▸ The task
Carry on the article about the Friday art show at Proctors from the point where it stops.
[Start Source text]
He bought fluorescent paints after that and began experimenting. His work has been on display in New York City and Buffalo, where he went to college. Since returning to Schenectady, he has come to know local artists of all kinds. With the help of some friends, he recruited dozens of them to show their work Friday.
Alyssa Mitchell had only shown her work at Bonobo Café in Albany and in her Etsy shop online at lyssadee.com. She got a call this week asking if she’d like to haul an exhibit out to Proctors.
So on Friday, the 25-year-old Albany woman sat next to a table covered in yellow cloth and topped with a vase of dried flowers and a dozen whimsical prints she draws by hand and digitally colors. There was a bike with a bouquet of flowers spilling out of a straw basket and bow tie-wearing birds drawn in thin scratches and clusters of teardrops filled in with pink watercolor, eggshell blues, watermarked yellows and aquatic greens.
[End Source text]
[Start Supplied material]
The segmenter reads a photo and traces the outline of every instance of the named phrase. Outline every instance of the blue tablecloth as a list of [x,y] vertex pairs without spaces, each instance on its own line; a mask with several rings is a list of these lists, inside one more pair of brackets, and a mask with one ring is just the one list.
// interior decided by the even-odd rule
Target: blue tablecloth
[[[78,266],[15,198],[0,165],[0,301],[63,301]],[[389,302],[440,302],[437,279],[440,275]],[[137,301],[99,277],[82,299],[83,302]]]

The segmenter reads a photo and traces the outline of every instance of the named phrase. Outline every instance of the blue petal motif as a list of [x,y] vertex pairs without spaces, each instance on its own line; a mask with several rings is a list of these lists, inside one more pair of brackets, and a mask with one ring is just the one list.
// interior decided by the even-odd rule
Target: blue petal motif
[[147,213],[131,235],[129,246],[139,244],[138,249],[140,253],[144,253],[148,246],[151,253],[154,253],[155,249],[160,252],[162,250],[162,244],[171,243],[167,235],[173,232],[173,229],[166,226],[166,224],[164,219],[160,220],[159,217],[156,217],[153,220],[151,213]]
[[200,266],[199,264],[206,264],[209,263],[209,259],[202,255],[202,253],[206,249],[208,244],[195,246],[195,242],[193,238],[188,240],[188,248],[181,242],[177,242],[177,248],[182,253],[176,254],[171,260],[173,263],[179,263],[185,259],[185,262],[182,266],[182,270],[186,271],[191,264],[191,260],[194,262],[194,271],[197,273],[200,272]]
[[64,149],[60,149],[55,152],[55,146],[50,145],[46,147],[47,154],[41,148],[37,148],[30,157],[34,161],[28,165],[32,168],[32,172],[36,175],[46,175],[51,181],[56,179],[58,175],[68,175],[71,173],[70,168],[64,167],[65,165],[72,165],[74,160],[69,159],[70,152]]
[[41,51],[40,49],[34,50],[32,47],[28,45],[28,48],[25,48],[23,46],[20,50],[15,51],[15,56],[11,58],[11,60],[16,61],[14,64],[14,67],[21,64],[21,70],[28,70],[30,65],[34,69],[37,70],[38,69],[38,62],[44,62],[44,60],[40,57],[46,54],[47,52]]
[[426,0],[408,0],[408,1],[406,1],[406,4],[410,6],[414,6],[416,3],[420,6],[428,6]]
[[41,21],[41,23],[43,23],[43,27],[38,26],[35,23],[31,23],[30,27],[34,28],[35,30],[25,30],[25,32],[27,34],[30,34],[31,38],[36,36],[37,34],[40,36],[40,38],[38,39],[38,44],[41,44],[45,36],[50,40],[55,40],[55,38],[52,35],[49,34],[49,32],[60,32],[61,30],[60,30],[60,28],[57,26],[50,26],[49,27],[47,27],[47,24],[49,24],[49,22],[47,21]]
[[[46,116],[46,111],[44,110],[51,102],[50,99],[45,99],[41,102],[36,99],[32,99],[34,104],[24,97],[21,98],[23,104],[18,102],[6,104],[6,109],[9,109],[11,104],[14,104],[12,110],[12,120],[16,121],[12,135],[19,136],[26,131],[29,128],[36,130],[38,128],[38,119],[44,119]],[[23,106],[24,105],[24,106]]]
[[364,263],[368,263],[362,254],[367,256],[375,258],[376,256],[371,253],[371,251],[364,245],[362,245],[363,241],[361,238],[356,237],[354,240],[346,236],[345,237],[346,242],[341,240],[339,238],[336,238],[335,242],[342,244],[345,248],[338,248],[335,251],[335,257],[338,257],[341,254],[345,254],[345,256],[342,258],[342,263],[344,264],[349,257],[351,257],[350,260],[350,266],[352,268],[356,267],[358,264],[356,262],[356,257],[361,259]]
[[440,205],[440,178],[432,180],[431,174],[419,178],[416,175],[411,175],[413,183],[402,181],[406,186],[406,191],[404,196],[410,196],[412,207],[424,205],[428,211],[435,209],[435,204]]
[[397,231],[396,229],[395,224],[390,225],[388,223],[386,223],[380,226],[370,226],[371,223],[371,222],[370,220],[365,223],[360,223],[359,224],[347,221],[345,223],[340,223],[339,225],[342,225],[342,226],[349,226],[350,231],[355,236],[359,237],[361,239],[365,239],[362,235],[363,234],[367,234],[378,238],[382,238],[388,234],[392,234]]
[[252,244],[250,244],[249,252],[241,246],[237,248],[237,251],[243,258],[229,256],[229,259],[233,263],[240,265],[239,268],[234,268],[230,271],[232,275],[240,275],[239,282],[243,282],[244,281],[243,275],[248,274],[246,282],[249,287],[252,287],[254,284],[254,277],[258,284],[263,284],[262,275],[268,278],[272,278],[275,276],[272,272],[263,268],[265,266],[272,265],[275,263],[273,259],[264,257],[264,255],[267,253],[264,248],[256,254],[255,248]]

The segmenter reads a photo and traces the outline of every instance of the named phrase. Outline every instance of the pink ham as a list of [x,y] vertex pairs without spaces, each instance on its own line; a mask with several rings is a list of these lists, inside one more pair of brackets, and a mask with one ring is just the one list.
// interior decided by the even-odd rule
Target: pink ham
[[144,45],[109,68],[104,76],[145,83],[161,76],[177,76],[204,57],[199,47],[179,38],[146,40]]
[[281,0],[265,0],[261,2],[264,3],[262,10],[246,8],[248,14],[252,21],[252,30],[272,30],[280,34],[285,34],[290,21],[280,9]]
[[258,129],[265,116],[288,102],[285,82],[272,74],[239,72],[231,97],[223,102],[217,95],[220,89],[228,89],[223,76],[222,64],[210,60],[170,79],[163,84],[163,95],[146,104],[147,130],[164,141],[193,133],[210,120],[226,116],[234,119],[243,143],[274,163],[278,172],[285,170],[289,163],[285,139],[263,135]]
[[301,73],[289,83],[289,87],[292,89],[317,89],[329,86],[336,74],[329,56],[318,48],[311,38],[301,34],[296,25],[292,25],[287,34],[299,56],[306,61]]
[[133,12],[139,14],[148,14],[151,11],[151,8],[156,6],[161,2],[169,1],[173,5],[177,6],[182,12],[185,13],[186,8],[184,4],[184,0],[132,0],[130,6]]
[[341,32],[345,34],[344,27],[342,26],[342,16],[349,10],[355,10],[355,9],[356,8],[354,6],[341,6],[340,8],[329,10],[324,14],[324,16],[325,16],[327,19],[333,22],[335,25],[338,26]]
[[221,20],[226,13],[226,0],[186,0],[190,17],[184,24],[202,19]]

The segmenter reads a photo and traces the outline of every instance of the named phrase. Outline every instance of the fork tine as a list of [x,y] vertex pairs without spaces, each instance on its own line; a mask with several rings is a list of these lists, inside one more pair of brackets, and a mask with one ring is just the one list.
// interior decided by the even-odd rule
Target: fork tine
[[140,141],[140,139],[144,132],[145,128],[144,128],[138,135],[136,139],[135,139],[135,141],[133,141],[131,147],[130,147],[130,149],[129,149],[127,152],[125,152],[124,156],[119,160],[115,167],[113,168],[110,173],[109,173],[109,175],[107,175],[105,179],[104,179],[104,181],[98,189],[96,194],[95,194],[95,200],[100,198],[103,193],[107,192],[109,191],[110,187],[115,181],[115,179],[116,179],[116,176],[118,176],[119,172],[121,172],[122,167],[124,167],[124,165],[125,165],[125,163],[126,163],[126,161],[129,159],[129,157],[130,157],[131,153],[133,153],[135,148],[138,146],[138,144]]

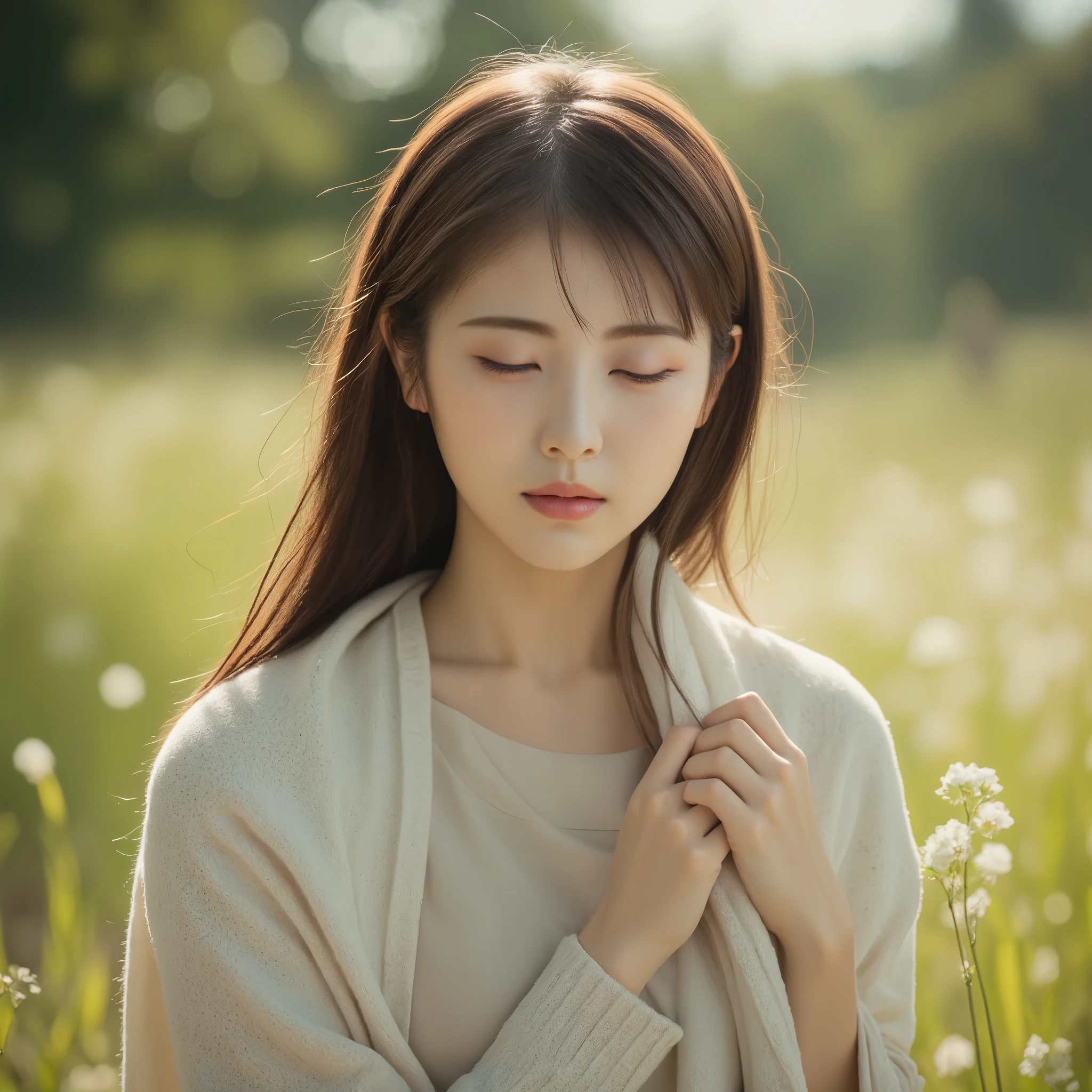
[End Supplied material]
▸ Result of the exercise
“I’ve been doing art all my life,” she said. “I used to use a pen tool to trace around the design, but it looked too perfect, which is something I didn’t really like. So I’ve been doing more hand drawings. I like imperfections a lot. It has a fresh and quirky quality to it. I also really like flat images without perspective and folk art. I don’t know why, but I really am drawn to flatness.”
Eighteen-year-old Shannon Curtis brought a different style to Art Night, choosing to exhibit darker works — a fang-bearing spider with horns drawn in black ink, a bleak vista of snow and icicles borne from a perpetual solar eclipse, a close-up look into the eyes of a forlorn chimpanzee.
She has been to prior iterations of Art Night as an onlooker, but was asked to exhibit this time by her sister, who helped revive the event.
“This is a good way for people like me to get out and show another side of themselves,” she said.